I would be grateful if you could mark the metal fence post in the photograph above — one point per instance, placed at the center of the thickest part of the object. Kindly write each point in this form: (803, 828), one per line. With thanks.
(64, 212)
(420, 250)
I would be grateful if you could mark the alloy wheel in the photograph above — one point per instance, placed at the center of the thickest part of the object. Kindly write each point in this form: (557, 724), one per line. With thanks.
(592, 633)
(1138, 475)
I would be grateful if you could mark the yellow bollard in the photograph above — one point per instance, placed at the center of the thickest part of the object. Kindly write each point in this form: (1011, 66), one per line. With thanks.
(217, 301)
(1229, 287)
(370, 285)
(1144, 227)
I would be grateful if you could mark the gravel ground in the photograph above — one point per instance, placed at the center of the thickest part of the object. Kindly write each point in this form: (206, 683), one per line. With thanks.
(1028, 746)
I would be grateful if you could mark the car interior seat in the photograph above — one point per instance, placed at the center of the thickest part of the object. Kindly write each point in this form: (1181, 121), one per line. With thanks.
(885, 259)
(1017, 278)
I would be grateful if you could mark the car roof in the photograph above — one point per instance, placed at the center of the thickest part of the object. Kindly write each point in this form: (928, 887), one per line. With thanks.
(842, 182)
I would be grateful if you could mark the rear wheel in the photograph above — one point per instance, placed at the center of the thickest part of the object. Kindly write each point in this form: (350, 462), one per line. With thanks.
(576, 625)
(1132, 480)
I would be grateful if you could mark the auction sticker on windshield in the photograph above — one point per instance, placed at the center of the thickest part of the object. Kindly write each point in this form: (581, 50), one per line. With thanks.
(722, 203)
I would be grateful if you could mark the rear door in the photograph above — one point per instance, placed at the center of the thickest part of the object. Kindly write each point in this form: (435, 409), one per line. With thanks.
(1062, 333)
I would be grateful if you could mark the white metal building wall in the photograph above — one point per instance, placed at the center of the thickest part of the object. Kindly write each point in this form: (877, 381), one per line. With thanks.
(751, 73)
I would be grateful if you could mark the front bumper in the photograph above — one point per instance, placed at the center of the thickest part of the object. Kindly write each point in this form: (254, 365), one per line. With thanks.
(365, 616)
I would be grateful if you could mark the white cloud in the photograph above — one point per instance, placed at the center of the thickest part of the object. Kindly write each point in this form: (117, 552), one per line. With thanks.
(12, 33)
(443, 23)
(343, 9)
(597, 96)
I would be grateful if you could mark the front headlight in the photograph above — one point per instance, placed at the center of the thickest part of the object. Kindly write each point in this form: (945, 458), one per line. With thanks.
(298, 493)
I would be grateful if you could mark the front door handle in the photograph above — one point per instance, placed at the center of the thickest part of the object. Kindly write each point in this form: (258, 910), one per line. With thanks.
________________________
- [PROBLEM DETAILS] Every record above is to be copied out again exactly as written.

- [EXERCISE RESULT]
I would be grateful if you could mark the metal fence post in the photograph above — one point per instance, placed at the center of the thickest part of the object. Kindly write each point in this form: (803, 828), one per line. With thanks.
(64, 212)
(420, 250)
I would be grateful if you could mark the alloy wheel in the photograph above — one point per instance, placed at the center of the thickest part of the object. Kindly write each point in this form: (557, 724), one per line. With thanks.
(592, 633)
(1138, 475)
I would be grateful if you could mark the yellow bollard in the photograph above — one point per instance, placed at the center of the thickest part of the object. Kindly write each point in this form: (1011, 66), one per line. With thanks.
(217, 301)
(1229, 287)
(370, 285)
(1144, 227)
I would be grateful if you could mark the gravel ground in the photograph above — one point per instance, placed at the center of the thickest part of the object. Kindly write each point in this form: (206, 683), one per line. With thanks.
(1028, 746)
I would be grateful if you could mark the car interior seat in the photograph above — one point per instance, placed at the center of the thickest part of the object. Kindly write each point in this form: (1181, 121), one per line. With thanks.
(885, 259)
(1017, 278)
I would be grateful if you could mark the car roof in the photograph above — one point per instance, placed at the center of the thickest part of the object. Kindly write each point in this form: (928, 887), one per line. With thanks.
(842, 182)
I would be grateful if you could mark the rear wheel in the photograph above — one point per instance, placed at the center of the thickest part of the object. Kindly write each point in this form: (350, 462), one per line. With thanks.
(576, 625)
(1132, 480)
I would be grateful if you could mark the auction sticker on windshield in the photograph above — one point per instance, placed at the center of the thickest part of the object. Kindly write each point in this form: (581, 50), one per line. With thanks.
(722, 203)
I would be grateful if you could mark the rear door in the photograph above — one point per instance, placed at the center of the thickest part of the object. Kindly write each point in this form: (435, 409), one per line. With thanks.
(1062, 333)
I would be grateful if you could mark the white metal building wall in the photograph above — one point per instance, placed at the center of the thickest part of the object. Kindly write each point in this form: (877, 381), one per line. With thanks.
(751, 73)
I would be grateful if you could mark the front bumper in the photograph above — one point per instance, placed at the center of the thickest part of the object. Kindly write each point in this form: (254, 365), one per line. With thanks.
(365, 616)
I would be grateful if you could mark the white cloud in the photograph above — one point per instance, placed at the center of the thickest part of the object. Kindly write each point in this form: (117, 552), one per line. With thanks.
(12, 33)
(443, 23)
(343, 9)
(597, 96)
I would be grateful if you could mark the front headlight in the photograph above — one point per instance, placed at the center of the thickest part of the object. Kindly write each point in this form: (945, 458), one per line. With thanks.
(298, 493)
I would be grateful if you could mark the front door handle in the photograph above — one point per instance, placed at the center of the thickest part of the object. Kindly write each point in this form: (258, 910), one per line. With thanks.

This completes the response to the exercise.